• **To do**:
A – Repeat word for word the passage of the quarterly results excerpt that opens with the words containing "Cash balances were" and closes with "were $255 million.".
B – According to the quarterly results excerpt, what was the Company's total debt on December 31, 2008?

The per-share figures are based on a weighted-average number of shares
outstanding of 122.6 million (basic) and 122.7 million (diluted) in the fourth
quarter of 2008, compared with 125.0 million (basic) and 136.8 million
(diluted) in the third quarter of 2008 and 113.3 million (basic) and 131.0
million (diluted) in the fourth quarter of 2007. At March 19, 2009, there were
122.3 million common shares, 24.5 million warrants and 8.9 million employee
options outstanding.
Cash flow from operating activities was $181.0 million in the fourth
quarter, compared with $110.3 million in the third quarter of 2008 and $45.7
million in the fourth quarter of 2007.
Cash balances were $258 million at December 31, 2008, compared with
$151.7 million at September 30, 2008 and $113.7 million at December 31, 2007.
Cash balances as of February 28, 2009 were $255 million.
The Company's total debt on December 31, 2008 was $17.3 million in
equipment loans.
The Company's mines produced 7.8 million pounds of molybdenum in the
fourth quarter, up from 6.5 million pounds in the third quarter of 2008 and
3.4 million pounds in the fourth quarter of 2007. The Thompson Creek Mine
produced 4.8 million pounds in the fourth quarter, up from 4.3 million pounds
in the third quarter and 2.0 million pounds in the fourth quarter of 2007. The
Company's 75% share of the Endako Mine's production was 3.0 million in the
fourth quarter, compared with 2.2 million pounds in the third quarter and 1.5
million pounds in the fourth quarter of 2007.
The production amounts reflect molybdenum produced at the Thompson Creek
and Endako mines but do not include molybdenum purchased from third parties,
roasted and sold by the Company.
The weighted-average cash costs were $6.01 per pound produced in the
fourth quarter of 2008, compared with $7.33 per pound produced in the third
quarter of 2008 and $13.58 per pound produced in the fourth quarter of 2007.
The decline was primarily due to increased production as a result of higher
ore grades, recoveries and throughput at the Company's mines. The cash costs
include production costs for the mining, milling, roasting and packaging of
molybdenum oxide and high-performance molybdenum disulfide (HPM) and deferred
stripping costs (mining costs related to future planned production phases). At
the Thompson Creek Mine, cash costs in the fourth quarter were $6.30 per pound
produced (including deferred stripping costs of $1.64 per pound produced),
compared with $7.38 per pound produced (including deferred stripping costs of
$1.79 per pound produced) in the third quarter of 2008 and $14.48 per pound
produced (including deferred stripping costs of $4.57 per pound produced) in
the fourth quarter of 2007. The Endako Mine's cash costs per pound produced
were $5.54 per pound produced in the fourth quarter, compared with $7.23 per
pound produced in the third quarter of 2008 and $12.39 per pound produced in
the fourth quarter of 2007. There were no deferred stripping costs at Endako.

• **Dataset rows**:
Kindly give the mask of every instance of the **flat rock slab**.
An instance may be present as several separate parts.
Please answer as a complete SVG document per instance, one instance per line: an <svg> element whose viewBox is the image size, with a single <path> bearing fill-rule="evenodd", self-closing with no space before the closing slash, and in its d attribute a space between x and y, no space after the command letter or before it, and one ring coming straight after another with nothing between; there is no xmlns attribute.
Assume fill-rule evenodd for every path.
...
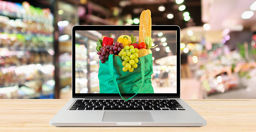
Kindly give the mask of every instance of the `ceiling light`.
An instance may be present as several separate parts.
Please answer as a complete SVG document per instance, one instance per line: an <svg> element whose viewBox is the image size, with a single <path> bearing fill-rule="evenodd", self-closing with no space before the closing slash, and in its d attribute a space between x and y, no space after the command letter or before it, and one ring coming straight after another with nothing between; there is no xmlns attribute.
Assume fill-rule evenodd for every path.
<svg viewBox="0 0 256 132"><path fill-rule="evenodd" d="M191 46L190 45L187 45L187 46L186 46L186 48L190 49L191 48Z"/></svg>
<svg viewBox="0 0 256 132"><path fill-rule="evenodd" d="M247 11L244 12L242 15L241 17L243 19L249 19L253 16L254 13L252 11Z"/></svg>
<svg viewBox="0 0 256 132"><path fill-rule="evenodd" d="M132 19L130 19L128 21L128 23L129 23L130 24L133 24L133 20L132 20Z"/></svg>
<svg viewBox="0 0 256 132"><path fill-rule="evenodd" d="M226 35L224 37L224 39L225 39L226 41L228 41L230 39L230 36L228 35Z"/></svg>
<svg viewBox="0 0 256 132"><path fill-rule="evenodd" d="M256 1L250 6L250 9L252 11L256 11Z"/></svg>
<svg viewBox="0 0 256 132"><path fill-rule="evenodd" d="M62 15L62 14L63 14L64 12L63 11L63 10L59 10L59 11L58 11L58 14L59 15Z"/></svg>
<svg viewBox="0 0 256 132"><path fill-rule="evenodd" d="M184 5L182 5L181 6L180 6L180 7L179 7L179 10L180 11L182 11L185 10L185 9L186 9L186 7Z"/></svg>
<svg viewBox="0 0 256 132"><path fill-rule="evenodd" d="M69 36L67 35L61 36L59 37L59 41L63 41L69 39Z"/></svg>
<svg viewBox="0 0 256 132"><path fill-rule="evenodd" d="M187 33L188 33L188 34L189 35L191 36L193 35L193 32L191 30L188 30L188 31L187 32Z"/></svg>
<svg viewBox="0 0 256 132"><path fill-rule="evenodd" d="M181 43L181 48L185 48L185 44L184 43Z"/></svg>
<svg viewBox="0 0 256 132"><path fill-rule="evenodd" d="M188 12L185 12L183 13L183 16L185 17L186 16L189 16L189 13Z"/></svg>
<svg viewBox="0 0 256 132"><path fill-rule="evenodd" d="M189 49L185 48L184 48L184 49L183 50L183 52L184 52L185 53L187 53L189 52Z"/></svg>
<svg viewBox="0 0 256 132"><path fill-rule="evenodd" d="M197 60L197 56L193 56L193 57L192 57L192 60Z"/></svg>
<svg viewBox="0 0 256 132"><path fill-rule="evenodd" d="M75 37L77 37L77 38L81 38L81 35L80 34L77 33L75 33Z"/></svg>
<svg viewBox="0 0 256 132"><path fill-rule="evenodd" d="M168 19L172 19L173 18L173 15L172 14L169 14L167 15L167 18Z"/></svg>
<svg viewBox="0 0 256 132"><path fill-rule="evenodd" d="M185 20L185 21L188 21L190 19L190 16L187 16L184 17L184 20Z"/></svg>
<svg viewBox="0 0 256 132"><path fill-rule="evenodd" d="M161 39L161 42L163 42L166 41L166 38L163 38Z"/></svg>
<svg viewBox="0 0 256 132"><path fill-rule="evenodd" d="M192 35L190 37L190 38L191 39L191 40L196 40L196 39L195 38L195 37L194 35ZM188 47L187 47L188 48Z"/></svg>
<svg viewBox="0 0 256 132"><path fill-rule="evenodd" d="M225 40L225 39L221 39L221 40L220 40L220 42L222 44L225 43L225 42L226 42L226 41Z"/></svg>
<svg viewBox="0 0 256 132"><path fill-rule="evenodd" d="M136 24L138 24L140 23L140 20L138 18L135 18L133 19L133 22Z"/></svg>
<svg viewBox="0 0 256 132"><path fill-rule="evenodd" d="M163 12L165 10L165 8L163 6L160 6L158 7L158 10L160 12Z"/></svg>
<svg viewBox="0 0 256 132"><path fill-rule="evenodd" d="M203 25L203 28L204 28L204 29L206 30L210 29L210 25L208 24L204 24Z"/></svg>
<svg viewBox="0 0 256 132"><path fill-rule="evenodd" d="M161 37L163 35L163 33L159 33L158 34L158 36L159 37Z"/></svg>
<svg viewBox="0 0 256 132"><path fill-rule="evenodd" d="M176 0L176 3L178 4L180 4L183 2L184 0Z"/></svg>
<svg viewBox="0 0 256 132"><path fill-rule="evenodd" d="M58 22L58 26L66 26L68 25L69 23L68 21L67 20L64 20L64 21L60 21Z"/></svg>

• **Exercise responses**:
A –
Cash balances were $258 million at December 31, 2008, compared with
$151.7 million at September 30, 2008 and $113.7 million at December 31, 2007.
Cash balances as of February 28, 2009 were $255 million.

B – $17.3 million in equipment loans.